Thursday, November 06, 2008

Without freedom there can be no morality - Carl Jung

The Basic Writings of C. G. Jung
by Carl Jung

(This is the most forceful "indictment" against the coersive power of the mass.)

It is a notorious fact that the morality of society as a whole is in inverse ratio to its size; for the greater the aggregation of individuals, the more the individual factors are blotted out, and with them morality, which rests entirely on the moral sense of the individual and the freedom necessary for this. Hence, every man is, in a certain sense, unconsciously a worse man when he is in society than when acting alone; for he is carried by society and to that extent relieved of his individual responsibility. . . . Any large company composed of wholly admirable persons has the morality and intelligence of an unwieldy, stupid, and violent animal. The bigger the organization, the more unavoidable is its immorality and blind stupidity. Society, by automatically stressing all the collective qualities in its individual representatives, puts a premium on mediocrity, on everything that settles down to vegetate in an easy, irresponsible way. Individuality will inevitable be driven to the wall. This process begins in school, continues at the university, and rules all departments in which the State has a hand. In a small social body, the individuality of its members is better safeguarded; and the greater is their relative freedom and the possibility of conscious responsibility. Without freedom there can be no morality. p169 (from The Relations Between the Ego and the Unconscious)

TASKS TO PERFORM:
(1) Answer these about the Jung passage:
(a) What book title is given above the passage?
(b) Where does the process that drives individuality to the wall begin?
(c) On what page does the passage appear?
(2) Quote the Jung passage, starting with "Without freedom there can be no morality - Carl" and going on through "of the mass.)".
(3) Does the Jung passage support each statement? Answer yes or no, quoting the words that settle it.
(a) The morality of society as a whole grows in step with its size.
(b) The individuality of members is better safeguarded in a small social body.
(c) Society puts a premium on mediocrity.
Answer from the Jung passage alone.

INFORMATION PROVIDED:
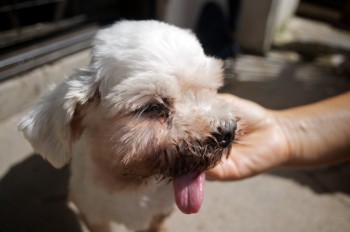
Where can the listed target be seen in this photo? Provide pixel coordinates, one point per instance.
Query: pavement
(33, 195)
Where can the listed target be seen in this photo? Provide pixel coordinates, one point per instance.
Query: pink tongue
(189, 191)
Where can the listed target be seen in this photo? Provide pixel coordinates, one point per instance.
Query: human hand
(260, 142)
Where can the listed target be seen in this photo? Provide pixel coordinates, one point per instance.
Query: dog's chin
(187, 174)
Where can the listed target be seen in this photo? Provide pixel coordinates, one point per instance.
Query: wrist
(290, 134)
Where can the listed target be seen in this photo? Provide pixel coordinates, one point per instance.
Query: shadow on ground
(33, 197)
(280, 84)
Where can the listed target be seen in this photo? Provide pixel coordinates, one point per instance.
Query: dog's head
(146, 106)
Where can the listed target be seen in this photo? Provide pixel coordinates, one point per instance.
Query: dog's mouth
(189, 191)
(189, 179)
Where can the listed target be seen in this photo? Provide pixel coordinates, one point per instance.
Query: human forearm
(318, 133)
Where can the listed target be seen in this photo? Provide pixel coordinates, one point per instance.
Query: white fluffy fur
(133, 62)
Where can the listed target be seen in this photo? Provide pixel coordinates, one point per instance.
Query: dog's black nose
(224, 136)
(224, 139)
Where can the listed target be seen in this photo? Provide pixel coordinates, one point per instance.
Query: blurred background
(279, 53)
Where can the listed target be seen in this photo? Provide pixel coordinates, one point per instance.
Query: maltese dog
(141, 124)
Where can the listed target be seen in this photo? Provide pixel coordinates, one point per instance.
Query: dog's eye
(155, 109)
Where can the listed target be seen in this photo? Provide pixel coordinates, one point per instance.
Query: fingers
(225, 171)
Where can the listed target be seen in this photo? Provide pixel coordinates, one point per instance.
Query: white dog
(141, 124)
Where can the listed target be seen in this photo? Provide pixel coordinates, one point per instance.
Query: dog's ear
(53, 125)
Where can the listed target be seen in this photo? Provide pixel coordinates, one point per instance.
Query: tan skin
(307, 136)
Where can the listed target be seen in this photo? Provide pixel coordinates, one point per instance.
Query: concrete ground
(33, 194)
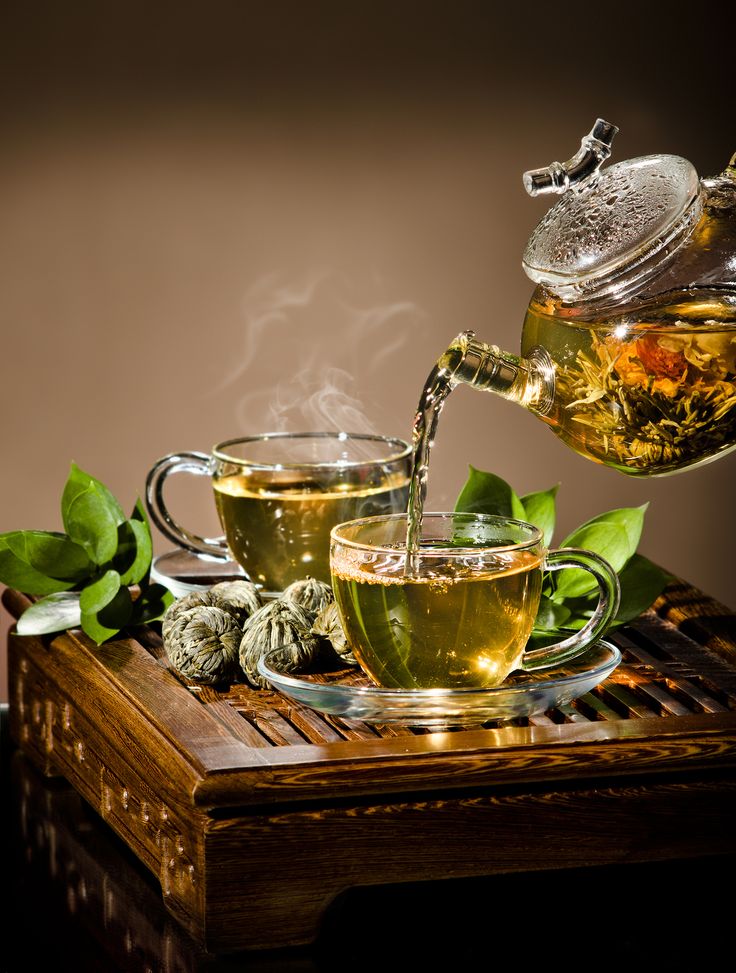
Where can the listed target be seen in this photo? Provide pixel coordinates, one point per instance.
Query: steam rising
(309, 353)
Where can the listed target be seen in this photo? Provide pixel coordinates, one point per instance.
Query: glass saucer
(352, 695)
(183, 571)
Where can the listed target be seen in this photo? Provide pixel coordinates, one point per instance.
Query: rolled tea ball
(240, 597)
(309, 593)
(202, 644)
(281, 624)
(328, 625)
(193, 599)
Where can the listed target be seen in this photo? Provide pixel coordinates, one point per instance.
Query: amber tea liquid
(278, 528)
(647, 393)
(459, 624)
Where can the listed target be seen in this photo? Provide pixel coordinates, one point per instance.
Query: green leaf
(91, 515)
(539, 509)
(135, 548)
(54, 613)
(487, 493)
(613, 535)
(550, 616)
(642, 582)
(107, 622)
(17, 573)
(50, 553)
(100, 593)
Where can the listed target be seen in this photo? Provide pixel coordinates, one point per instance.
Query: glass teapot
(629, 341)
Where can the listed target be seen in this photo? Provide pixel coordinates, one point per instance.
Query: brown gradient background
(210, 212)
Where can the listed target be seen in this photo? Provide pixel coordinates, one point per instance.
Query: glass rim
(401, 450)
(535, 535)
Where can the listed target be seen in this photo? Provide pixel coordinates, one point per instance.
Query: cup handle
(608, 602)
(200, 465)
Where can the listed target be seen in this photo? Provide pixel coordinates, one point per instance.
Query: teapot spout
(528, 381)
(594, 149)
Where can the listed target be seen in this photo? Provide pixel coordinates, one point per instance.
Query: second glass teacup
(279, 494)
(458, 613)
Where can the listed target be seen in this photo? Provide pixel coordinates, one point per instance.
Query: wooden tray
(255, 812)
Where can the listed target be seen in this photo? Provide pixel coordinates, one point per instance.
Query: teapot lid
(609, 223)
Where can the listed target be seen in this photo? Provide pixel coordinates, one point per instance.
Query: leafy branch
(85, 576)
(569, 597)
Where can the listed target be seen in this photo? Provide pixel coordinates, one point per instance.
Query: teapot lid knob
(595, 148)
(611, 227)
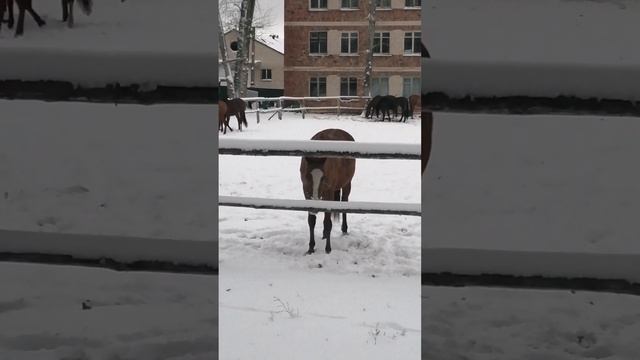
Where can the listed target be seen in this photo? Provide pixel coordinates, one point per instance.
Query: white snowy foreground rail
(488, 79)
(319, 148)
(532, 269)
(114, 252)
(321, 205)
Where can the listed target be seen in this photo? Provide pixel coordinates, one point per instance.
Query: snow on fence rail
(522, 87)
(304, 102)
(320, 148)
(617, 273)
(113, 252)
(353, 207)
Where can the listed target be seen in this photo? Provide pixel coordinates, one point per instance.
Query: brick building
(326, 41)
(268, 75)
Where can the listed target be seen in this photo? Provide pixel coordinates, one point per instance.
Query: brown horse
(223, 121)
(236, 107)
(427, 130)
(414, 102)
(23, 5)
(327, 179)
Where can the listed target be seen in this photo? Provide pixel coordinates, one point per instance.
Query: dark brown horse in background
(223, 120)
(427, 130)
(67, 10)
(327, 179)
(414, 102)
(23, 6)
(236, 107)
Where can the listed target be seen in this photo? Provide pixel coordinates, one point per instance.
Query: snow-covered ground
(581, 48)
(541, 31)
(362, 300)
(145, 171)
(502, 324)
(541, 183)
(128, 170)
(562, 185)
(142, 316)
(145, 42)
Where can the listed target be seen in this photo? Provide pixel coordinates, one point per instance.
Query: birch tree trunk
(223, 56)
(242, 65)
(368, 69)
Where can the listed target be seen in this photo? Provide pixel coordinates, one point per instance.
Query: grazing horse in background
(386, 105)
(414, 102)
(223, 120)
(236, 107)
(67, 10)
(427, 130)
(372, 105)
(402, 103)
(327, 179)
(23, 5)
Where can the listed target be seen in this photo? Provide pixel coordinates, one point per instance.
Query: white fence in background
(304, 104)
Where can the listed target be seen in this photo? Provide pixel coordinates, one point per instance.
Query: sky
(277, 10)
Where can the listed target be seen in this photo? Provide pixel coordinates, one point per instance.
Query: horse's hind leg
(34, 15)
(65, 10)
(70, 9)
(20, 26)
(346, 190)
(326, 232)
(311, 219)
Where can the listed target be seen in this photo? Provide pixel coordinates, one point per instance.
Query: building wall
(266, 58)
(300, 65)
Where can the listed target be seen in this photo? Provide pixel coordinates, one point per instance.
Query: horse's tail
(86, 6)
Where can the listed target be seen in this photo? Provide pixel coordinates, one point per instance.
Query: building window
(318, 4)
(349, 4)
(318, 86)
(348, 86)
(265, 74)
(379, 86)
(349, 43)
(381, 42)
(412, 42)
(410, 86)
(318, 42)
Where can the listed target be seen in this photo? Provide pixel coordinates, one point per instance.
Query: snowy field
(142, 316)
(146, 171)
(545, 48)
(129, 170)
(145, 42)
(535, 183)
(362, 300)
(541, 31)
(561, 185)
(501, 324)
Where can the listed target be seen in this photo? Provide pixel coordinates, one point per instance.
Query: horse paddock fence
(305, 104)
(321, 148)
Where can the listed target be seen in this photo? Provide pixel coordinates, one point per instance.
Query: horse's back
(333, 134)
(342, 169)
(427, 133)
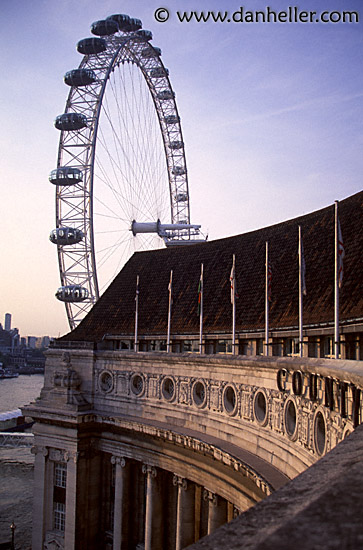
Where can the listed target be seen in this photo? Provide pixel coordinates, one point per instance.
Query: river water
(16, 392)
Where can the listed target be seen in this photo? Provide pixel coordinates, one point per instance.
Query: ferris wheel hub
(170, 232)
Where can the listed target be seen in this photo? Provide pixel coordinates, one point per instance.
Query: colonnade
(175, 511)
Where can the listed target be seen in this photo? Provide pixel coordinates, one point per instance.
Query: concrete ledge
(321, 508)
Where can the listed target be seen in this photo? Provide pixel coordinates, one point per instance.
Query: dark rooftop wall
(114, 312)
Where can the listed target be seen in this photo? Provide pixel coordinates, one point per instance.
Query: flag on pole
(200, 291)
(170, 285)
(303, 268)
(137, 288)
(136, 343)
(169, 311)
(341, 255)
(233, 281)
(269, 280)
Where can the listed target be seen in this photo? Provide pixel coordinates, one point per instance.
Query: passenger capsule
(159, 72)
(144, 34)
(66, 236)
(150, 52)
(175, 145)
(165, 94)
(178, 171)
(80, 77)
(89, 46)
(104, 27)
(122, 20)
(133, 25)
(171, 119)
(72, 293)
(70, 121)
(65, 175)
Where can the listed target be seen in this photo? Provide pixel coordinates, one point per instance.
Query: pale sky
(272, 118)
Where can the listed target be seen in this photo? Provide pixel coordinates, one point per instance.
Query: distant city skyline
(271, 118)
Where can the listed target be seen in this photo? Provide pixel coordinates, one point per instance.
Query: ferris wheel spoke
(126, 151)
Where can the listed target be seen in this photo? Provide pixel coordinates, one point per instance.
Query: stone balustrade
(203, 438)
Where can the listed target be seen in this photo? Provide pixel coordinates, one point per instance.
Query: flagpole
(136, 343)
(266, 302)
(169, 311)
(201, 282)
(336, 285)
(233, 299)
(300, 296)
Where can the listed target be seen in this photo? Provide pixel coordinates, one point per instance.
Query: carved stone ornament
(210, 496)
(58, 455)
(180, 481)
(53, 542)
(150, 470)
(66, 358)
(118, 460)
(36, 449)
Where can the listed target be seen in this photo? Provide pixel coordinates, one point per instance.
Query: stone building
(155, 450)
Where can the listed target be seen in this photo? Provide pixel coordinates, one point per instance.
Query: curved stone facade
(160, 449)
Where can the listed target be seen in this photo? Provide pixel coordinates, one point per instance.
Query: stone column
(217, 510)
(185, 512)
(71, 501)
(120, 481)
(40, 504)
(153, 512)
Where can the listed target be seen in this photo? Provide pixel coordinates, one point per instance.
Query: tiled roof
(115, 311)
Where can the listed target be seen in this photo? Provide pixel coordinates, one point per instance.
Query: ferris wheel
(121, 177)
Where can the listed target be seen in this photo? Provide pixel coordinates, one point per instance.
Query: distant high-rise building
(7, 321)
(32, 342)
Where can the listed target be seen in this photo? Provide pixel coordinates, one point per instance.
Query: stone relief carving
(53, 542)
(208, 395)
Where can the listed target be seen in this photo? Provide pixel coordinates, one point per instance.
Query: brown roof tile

RESULTS BY TASK:
(1)
(a) The Basic Writings of C. G. Jung
(b) In school
(c) p169

(2)
Without freedom there can be no morality - Carl Jung

The Basic Writings of C. G. Jung
by Carl Jung

(This is the most forceful "indictment" against the coersive power of the mass.)

(3)
(a) No: "the morality of society as a whole is in inverse ratio to its size"
(b) Yes: "In a small social body, the individuality of its members is better safeguarded"
(c) Yes: "puts a premium on mediocrity"